Extrait =
--------------------

Pendant cette période de la Libération de Reims, nous allons publier, au jour le jour, des extraits du journal de Maurice Houlon (1881 – 1966) et de Berthe Brunessaux (1887-1963)
Avant-Propos
« Journal de grand-père » mai à novembre 1944
Le « Journal de grand-père » est un journal manuscrit, personnel, rédigé par mon grand-père Maurice Houlon (1881-1966) sur une longue période démarrant en 1939 pour s’achever en 1963. Ce journal d’une famille rémoise, pour partie en temps de guerre, constitue aujourd’hui un témoignage intime de ce que furent en particulier les années d’Occupation durant la 2ème guerre mondiale à Reims.
Benoit HOULON
J’ai engagé ce travail de déchiffrage puis de transcription sur ordinateur en 2020 afin d’en faciliter la compréhension, d’en souligner la chronologie particulièrement entre 1939 et 1945, et réaliser un document agrémenté de notes bibliographiques pour une diffusion réservée strictement aux membres des familles Houlon et Robillot. Avec leur accord, deux exemplaires sont déposés à la Bibliothèque Carnegie.
A la demande de Véronique Valette, présidente de l’association « Reims Avant » j’accepte qu’un extrait de ce journal relatif à la Libération de la ville de Reims, expurgé de toute connotation trop personnelle, soit diffusé dans leur publication. La période concernée s’étend du mois de mai au mois de novembre 1944.
« Journal de Berthe Brunessaux, ma grand-mère maternelle »
Berthe Brunessaux, pendant toute la durée de la guerre s’était réfugiée dans son pays d’origine, Ivoy-le-Pré dans le Cher en compagnie d’une de ses filles, Jeanne-Marie Brunet, dite Janny, dont l’époux Maurice était retenu prisonnier en Allemagne pendant toute la durée de la guerre, sa petite-fille Agnès née en 1939, et la belle-mère de Jeanne-Marie, Fernande Millet qui mourra avant le retour de son fils en 1945.

--------------------

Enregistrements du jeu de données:
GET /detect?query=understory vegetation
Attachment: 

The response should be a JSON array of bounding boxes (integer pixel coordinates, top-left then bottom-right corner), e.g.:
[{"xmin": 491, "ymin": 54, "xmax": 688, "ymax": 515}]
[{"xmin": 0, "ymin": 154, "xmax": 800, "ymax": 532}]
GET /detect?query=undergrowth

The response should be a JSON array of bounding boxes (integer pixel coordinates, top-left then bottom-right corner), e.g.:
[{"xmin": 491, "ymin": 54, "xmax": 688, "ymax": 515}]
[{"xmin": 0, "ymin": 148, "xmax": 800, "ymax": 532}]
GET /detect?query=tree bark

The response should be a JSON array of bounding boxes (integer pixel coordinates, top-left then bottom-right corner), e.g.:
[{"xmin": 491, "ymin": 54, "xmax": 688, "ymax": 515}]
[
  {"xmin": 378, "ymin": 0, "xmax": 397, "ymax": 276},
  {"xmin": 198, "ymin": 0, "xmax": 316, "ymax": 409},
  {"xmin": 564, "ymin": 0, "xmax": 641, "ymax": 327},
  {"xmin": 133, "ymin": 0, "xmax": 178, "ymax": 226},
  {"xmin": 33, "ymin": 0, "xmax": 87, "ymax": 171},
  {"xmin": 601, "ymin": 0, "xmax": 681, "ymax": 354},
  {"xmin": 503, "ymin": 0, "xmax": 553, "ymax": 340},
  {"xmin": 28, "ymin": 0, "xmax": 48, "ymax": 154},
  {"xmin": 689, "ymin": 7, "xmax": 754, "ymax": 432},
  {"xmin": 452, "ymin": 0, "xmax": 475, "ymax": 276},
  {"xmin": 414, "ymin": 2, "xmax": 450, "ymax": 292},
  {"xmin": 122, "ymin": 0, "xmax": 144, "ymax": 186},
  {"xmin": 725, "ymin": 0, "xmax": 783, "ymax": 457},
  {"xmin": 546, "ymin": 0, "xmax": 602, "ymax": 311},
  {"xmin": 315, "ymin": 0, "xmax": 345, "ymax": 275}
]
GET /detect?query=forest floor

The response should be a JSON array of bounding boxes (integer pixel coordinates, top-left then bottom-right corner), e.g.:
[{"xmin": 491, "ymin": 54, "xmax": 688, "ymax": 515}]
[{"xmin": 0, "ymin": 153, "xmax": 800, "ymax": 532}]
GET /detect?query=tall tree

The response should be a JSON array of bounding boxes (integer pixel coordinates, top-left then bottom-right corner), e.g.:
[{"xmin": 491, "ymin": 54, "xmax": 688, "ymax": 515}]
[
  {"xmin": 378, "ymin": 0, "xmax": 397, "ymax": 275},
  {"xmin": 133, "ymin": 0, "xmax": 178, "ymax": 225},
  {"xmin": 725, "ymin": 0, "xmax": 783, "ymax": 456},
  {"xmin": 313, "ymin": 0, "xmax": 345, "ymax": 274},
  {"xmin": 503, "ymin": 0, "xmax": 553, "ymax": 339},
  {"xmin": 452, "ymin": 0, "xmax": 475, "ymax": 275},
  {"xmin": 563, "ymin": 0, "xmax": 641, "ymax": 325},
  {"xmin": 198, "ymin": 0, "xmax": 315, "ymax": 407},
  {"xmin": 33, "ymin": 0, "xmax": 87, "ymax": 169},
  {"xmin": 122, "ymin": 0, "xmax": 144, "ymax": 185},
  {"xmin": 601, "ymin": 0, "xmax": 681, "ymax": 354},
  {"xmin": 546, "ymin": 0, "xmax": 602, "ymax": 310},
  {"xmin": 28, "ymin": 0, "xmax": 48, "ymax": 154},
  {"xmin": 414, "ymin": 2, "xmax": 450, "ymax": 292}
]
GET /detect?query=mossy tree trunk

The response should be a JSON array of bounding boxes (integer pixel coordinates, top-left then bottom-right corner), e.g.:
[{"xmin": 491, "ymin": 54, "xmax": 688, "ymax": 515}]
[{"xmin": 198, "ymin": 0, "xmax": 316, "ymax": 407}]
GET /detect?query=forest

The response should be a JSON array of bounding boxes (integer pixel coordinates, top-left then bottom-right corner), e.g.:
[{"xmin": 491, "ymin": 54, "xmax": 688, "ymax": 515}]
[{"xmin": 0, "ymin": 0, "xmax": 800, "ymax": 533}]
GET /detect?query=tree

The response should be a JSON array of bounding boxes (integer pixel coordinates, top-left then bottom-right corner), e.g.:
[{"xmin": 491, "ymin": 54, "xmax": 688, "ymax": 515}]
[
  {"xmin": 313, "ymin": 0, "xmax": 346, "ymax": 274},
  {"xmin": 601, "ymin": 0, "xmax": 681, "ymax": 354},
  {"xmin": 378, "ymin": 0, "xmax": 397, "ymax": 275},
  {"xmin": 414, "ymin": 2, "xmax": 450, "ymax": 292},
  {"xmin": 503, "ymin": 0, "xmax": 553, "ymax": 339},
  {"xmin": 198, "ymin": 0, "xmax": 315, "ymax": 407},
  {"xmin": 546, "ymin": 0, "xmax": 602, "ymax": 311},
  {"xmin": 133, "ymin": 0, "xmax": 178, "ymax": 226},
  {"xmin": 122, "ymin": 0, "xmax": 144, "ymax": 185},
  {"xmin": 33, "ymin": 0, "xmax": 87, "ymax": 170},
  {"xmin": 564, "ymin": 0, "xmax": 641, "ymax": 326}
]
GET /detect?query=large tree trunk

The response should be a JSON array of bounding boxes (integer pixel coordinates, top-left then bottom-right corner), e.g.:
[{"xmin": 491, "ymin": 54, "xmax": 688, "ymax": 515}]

--------------------

Problèmes à résoudre =
1. Dressez la liste des années distinctes mentionnées dans l'extrait sur le journal de Maurice Houlon, en citant chacune une seule fois, dans l'ordre chronologique.
2. Parmi les lignes fournies, repérez et recopiez, s'il vous plaît, chacune de celles qui contiennent la chaîne "query".

Réponses =
1. 1881, 1887, 1939, 1944, 1945, 1963, 1966, 2020

2.
GET /detect?query=understory vegetation
GET /detect?query=undergrowth
GET /detect?query=tree bark
GET /detect?query=forest floor
GET /detect?query=tall tree
GET /detect?query=mossy tree trunk
GET /detect?query=forest
GET /detect?query=tree
GET /detect?query=large tree trunk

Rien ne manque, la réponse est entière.